───── Record set

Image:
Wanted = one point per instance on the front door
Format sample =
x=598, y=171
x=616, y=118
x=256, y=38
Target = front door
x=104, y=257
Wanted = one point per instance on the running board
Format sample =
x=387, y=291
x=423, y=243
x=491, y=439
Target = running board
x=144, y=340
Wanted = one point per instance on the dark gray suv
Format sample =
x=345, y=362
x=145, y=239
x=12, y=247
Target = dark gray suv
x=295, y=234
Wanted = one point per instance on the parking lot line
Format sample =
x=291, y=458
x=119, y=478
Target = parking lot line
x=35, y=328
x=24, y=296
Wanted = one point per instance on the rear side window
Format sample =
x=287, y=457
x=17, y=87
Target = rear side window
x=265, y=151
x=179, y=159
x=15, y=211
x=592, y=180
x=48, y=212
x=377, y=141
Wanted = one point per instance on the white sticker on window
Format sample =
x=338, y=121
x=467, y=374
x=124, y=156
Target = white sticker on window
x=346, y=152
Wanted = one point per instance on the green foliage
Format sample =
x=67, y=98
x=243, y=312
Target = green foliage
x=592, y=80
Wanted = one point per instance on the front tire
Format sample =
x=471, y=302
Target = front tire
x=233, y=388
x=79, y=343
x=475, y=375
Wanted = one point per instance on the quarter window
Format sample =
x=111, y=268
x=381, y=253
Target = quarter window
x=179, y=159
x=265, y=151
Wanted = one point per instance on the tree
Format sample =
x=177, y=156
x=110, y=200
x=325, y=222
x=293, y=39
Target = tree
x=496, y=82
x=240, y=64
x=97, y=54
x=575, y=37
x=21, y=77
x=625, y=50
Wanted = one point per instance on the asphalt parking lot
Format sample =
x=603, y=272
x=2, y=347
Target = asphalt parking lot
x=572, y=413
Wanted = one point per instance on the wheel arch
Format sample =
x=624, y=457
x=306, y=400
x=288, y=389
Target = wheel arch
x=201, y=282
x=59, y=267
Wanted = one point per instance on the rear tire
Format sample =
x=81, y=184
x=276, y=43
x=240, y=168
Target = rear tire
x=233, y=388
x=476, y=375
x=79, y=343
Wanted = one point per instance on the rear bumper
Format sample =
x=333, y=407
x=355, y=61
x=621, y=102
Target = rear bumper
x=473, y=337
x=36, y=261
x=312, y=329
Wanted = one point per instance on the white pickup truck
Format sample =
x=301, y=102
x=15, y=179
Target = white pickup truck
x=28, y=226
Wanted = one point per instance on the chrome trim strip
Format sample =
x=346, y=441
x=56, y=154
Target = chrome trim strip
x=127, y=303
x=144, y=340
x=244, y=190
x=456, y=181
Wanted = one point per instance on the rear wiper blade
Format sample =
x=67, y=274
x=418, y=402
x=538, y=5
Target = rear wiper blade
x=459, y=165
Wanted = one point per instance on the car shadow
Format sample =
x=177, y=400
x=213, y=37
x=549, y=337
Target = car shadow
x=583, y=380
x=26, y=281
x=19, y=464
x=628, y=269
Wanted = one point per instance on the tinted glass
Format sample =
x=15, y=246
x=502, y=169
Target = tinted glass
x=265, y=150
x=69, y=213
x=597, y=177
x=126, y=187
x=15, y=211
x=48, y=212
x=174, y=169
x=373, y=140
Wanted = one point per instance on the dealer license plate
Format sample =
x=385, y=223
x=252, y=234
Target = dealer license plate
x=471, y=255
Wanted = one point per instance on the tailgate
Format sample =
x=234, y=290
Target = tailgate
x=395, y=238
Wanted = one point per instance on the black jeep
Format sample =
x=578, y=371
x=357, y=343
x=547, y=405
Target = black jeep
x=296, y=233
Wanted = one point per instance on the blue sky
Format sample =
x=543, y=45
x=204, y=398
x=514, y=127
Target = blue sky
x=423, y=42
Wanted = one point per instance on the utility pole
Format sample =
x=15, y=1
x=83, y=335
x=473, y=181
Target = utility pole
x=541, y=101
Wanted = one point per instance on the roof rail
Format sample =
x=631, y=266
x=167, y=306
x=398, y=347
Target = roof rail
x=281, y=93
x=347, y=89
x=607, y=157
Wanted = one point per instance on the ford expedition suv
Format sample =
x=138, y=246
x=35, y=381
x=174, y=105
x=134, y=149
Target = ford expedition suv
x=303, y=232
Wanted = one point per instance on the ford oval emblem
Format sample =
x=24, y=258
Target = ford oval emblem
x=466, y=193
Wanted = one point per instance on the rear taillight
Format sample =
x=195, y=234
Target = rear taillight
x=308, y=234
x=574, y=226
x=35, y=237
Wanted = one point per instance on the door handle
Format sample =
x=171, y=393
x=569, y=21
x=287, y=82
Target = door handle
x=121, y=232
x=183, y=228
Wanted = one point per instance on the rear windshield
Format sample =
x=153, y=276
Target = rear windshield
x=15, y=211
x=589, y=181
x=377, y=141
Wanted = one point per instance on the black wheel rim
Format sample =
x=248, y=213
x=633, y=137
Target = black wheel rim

──────────

Every line in the records has to be written out again exactly.

#### Exercise result:
Image:
Wanted = one point per instance on the front door
Format sample =
x=598, y=171
x=616, y=118
x=256, y=38
Target = front door
x=104, y=257
Wanted = one point per instance on the running board
Format sample =
x=387, y=291
x=423, y=243
x=491, y=439
Target = running board
x=144, y=340
Wanted = one point per instance on the dark gray suv
Format sample =
x=345, y=362
x=145, y=239
x=12, y=247
Target = dark gray suv
x=295, y=234
Wanted = one point per instance on the parking lot line
Format sample =
x=291, y=458
x=119, y=478
Target = parking lot line
x=35, y=328
x=24, y=296
Wanted = one point per instance on the rear side window
Format sample =
x=287, y=457
x=17, y=87
Target = rear side window
x=265, y=151
x=179, y=159
x=15, y=211
x=592, y=180
x=48, y=212
x=377, y=141
Wanted = one point per instance on the white sticker on window
Format sample =
x=338, y=121
x=467, y=374
x=124, y=156
Target = white sticker on window
x=346, y=152
Wanted = one point per instance on the green foliage
Format sample =
x=67, y=98
x=243, y=312
Target = green foliage
x=592, y=80
Wanted = one point per instance on the front tire
Format sample =
x=471, y=302
Target = front tire
x=233, y=388
x=79, y=343
x=475, y=375
Wanted = one point per instance on the quarter window
Format sample =
x=111, y=268
x=381, y=253
Target = quarter window
x=179, y=159
x=265, y=151
Wanted = one point per instance on the tree
Format sample =
x=177, y=156
x=110, y=200
x=325, y=222
x=293, y=39
Target = tree
x=496, y=82
x=240, y=64
x=97, y=54
x=575, y=37
x=21, y=77
x=625, y=50
Wanted = one point per instance on the asphalt parking lot
Format sample =
x=603, y=272
x=2, y=347
Target = asphalt parking lot
x=572, y=413
Wanted = one point per instance on the wheel arch
Format sample =
x=624, y=457
x=306, y=400
x=288, y=389
Target = wheel arch
x=201, y=282
x=59, y=267
Wanted = one point per instance on the rear tire
Format sample =
x=81, y=184
x=276, y=43
x=240, y=168
Target = rear tire
x=233, y=388
x=476, y=375
x=79, y=343
Wanted = one point per instance on the rear bumper
Format sample =
x=333, y=407
x=355, y=61
x=621, y=102
Target = rear bumper
x=473, y=337
x=36, y=261
x=312, y=329
Wanted = one point per instance on the white pickup truck
Format sample =
x=301, y=102
x=15, y=179
Target = white pickup truck
x=28, y=226
Wanted = one point per instance on the chrome trim strip
Format sample =
x=346, y=441
x=56, y=154
Target = chrome trim strip
x=127, y=303
x=144, y=340
x=244, y=190
x=456, y=181
Wanted = one point per instance on the rear wiper blade
Format sample =
x=67, y=274
x=418, y=402
x=538, y=5
Target = rear wiper blade
x=459, y=165
Wanted = one point per instance on the car shadow
Format sample =
x=177, y=400
x=213, y=37
x=549, y=337
Target = car shadow
x=583, y=380
x=26, y=281
x=19, y=464
x=628, y=269
Wanted = one point per instance on the tinted glass
Format sample =
x=15, y=246
x=502, y=169
Target = tinted glass
x=265, y=150
x=69, y=213
x=597, y=177
x=126, y=187
x=15, y=211
x=48, y=212
x=174, y=169
x=373, y=140
Wanted = one point per instance on the dealer license plate
Format sample =
x=385, y=223
x=252, y=234
Target = dealer license plate
x=471, y=255
Wanted = one point per instance on the tailgate
Format sample =
x=234, y=290
Target = tailgate
x=395, y=238
Wanted = one point per instance on the black jeep
Format sample =
x=578, y=371
x=357, y=343
x=547, y=405
Target = black jeep
x=296, y=233
Wanted = one point per instance on the blue sky
Format sample =
x=543, y=45
x=204, y=398
x=514, y=127
Target = blue sky
x=423, y=42
Wanted = one point per instance on the utility pole
Format sample =
x=15, y=1
x=83, y=335
x=473, y=181
Target = utility pole
x=541, y=101
Wanted = one point per instance on the roof rail
Format sample =
x=631, y=266
x=167, y=306
x=398, y=347
Target = roof rail
x=281, y=93
x=347, y=89
x=607, y=157
Wanted = one point per instance on the ford expedition suv
Format sample =
x=138, y=246
x=35, y=381
x=174, y=105
x=134, y=149
Target = ford expedition suv
x=303, y=232
Wanted = one point per instance on the ford oval emblem
Format sample =
x=24, y=258
Target = ford oval emblem
x=466, y=193
Wanted = one point per instance on the rear taillight
Format sample =
x=195, y=234
Target = rear taillight
x=308, y=234
x=574, y=226
x=35, y=237
Wanted = one point per instance on the door handle
Format sample =
x=171, y=393
x=569, y=21
x=287, y=82
Target = door handle
x=121, y=232
x=183, y=228
Wanted = one point per instance on the rear windshield
Format sample =
x=153, y=276
Target = rear windshield
x=15, y=211
x=589, y=181
x=377, y=141
Wanted = one point per instance on the black wheel rim
Format sample =
x=248, y=213
x=633, y=137
Target = black wheel rim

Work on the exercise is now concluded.